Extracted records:
[BEGIN]

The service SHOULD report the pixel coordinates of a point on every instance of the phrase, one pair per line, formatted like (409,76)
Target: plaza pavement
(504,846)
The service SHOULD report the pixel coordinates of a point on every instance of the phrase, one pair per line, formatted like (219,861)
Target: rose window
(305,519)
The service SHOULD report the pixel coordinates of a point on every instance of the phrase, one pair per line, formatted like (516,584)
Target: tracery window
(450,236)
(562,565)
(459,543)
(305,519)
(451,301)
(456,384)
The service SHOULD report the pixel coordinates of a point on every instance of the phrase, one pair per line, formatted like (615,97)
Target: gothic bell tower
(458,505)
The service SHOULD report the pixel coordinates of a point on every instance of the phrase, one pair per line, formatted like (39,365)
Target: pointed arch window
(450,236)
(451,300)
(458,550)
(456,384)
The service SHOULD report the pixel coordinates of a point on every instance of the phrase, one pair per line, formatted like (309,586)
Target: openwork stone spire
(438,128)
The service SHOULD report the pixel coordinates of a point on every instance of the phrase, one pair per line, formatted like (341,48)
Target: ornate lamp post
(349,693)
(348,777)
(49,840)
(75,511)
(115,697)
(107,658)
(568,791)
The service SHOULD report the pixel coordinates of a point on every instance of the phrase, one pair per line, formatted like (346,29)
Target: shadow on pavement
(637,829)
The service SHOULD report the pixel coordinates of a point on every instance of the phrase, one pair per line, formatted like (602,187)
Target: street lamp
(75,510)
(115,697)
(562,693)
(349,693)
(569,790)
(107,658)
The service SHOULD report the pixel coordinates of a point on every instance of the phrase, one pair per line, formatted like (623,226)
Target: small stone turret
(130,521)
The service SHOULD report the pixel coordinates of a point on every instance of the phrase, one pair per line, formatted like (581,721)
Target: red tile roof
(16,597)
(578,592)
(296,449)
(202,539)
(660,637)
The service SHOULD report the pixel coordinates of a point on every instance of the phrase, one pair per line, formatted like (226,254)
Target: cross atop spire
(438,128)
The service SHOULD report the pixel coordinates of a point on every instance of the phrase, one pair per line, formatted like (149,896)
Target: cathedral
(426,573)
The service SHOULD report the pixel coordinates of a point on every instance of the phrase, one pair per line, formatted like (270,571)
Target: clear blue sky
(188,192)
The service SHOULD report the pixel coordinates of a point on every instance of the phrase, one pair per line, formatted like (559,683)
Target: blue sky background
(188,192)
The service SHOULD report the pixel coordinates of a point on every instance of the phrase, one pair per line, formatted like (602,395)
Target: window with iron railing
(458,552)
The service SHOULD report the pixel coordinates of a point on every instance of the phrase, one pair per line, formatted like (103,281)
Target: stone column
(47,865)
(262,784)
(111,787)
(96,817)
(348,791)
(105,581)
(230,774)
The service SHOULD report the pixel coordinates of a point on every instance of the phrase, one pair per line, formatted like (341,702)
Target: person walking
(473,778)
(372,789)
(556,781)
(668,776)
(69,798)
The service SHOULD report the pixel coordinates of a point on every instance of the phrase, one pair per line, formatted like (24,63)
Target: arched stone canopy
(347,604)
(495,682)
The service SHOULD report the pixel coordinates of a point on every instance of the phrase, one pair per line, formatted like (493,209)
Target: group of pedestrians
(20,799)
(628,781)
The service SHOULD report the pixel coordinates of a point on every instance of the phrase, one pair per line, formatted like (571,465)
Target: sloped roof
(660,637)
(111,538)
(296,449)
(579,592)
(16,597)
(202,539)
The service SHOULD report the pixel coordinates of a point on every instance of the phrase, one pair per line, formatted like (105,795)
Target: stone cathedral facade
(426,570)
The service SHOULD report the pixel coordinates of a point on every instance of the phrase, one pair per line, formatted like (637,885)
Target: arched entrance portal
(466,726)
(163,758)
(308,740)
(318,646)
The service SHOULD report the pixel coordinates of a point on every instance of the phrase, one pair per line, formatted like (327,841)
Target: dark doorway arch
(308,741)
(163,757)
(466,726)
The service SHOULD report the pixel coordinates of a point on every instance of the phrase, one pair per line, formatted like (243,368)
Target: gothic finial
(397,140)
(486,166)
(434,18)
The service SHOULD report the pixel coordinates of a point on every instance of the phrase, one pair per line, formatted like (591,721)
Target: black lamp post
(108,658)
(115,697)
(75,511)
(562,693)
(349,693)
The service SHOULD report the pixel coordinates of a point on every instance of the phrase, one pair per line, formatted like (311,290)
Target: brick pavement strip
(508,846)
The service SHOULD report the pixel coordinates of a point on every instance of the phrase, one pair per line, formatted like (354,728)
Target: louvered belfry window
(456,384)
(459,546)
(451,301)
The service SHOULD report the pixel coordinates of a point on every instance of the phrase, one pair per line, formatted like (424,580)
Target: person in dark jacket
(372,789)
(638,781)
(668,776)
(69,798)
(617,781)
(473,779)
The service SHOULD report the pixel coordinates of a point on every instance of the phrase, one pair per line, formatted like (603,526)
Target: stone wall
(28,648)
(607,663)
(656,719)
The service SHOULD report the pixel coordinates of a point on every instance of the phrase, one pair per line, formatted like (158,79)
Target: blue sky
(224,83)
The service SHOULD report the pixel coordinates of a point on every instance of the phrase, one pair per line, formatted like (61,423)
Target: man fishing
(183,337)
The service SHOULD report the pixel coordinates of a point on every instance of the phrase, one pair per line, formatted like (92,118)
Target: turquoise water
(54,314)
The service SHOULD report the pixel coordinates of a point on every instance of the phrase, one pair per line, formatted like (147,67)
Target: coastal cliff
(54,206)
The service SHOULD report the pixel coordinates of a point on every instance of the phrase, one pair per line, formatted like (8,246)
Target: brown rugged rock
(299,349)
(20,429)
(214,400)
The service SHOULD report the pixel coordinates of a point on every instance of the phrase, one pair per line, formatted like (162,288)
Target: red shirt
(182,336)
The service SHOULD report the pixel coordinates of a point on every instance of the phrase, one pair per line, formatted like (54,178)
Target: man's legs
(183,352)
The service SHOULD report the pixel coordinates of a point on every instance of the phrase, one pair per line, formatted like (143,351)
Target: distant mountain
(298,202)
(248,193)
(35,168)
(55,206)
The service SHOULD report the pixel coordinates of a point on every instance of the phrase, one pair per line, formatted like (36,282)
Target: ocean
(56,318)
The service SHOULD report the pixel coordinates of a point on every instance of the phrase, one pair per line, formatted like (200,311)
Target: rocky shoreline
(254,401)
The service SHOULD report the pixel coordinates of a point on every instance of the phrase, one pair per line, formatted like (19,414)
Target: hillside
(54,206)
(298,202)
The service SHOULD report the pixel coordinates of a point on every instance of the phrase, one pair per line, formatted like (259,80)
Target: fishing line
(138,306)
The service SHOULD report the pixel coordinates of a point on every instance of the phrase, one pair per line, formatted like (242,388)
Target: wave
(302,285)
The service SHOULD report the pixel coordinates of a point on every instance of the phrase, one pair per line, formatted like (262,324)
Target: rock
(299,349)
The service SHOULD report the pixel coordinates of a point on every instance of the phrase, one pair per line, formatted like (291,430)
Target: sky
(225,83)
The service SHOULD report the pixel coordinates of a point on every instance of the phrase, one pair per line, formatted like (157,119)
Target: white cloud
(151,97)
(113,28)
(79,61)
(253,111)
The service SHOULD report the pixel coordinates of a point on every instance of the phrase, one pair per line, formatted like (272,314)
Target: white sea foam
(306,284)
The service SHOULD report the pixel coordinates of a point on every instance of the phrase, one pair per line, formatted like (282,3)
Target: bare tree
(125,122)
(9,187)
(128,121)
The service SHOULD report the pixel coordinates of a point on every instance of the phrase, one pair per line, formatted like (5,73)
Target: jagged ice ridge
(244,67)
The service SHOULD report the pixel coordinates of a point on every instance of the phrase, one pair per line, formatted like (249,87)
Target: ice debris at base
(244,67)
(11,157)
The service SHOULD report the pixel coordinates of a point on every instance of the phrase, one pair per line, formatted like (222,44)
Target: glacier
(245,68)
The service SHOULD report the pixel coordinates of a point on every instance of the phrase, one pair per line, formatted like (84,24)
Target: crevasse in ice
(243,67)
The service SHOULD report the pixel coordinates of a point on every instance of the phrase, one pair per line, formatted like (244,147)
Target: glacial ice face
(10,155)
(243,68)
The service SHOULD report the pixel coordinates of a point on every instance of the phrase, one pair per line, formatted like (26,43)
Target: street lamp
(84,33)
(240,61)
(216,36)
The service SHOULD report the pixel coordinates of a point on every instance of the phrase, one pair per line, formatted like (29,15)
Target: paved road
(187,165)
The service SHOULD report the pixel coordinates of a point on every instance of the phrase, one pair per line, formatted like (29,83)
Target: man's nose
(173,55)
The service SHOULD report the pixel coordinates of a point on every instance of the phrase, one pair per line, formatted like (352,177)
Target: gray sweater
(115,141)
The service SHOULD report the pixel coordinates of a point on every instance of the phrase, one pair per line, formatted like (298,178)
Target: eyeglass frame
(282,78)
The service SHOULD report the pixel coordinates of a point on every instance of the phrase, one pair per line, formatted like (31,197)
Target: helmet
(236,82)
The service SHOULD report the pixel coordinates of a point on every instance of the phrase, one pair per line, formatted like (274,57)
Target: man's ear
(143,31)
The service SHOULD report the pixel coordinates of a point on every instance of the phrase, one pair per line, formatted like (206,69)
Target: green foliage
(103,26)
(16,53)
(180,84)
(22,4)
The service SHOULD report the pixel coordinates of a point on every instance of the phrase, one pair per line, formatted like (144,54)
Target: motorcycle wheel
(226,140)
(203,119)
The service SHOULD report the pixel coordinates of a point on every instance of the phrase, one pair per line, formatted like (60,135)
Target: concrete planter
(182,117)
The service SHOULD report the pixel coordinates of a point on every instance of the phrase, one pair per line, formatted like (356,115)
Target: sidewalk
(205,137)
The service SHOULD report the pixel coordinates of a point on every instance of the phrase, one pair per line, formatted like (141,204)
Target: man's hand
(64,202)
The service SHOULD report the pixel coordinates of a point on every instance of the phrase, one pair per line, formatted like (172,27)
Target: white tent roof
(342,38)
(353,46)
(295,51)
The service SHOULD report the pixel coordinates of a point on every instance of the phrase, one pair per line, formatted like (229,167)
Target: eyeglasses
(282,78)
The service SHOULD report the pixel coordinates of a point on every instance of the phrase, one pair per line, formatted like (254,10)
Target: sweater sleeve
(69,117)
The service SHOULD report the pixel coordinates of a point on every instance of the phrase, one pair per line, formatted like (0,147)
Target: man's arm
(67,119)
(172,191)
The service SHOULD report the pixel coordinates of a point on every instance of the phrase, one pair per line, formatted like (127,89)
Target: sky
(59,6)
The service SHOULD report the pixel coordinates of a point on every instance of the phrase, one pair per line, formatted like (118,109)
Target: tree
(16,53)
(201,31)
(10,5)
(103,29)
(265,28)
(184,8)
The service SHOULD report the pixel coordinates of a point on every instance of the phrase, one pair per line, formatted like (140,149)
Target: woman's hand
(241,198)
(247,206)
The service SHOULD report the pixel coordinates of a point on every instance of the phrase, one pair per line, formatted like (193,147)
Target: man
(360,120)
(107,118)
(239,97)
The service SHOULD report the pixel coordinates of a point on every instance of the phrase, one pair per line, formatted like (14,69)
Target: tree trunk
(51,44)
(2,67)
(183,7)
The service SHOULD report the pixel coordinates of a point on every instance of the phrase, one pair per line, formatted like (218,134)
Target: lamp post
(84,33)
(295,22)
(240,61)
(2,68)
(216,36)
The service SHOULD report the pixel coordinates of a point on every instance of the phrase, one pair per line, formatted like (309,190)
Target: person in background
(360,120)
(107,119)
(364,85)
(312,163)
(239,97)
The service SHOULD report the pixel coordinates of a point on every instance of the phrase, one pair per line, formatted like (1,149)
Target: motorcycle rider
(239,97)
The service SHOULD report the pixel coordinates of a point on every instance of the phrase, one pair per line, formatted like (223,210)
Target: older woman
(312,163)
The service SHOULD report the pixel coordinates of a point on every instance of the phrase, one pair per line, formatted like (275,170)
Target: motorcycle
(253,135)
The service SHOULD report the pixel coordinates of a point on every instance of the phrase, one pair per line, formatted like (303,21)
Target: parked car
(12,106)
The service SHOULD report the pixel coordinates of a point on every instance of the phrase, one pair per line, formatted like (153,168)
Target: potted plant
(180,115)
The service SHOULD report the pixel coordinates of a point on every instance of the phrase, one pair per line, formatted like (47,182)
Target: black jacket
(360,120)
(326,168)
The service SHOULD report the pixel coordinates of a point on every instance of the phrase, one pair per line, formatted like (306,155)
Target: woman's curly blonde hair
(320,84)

[END]

Written exercise:
Output the records as a Markdown table with columns titled No. and Text, beginning at the line containing "formatted like (153,168)" and continuing through the final line of the records. Put the row number in No., put each line in Text, and omit blank lines.

Solution for this exercise:
| No. | Text |
|---|---|
| 1 | The service SHOULD report the pixel coordinates of a point on every instance of the phrase, one pair per line, formatted like (153,168) |
| 2 | Target: potted plant |
| 3 | (180,115) |
| 4 | The service SHOULD report the pixel coordinates of a point on every instance of the phrase, one pair per line, formatted like (47,182) |
| 5 | Target: black jacket |
| 6 | (360,120) |
| 7 | (326,168) |
| 8 | The service SHOULD report the pixel coordinates of a point on every instance of the phrase, one pair per line, formatted like (306,155) |
| 9 | Target: woman's curly blonde hair |
| 10 | (320,84) |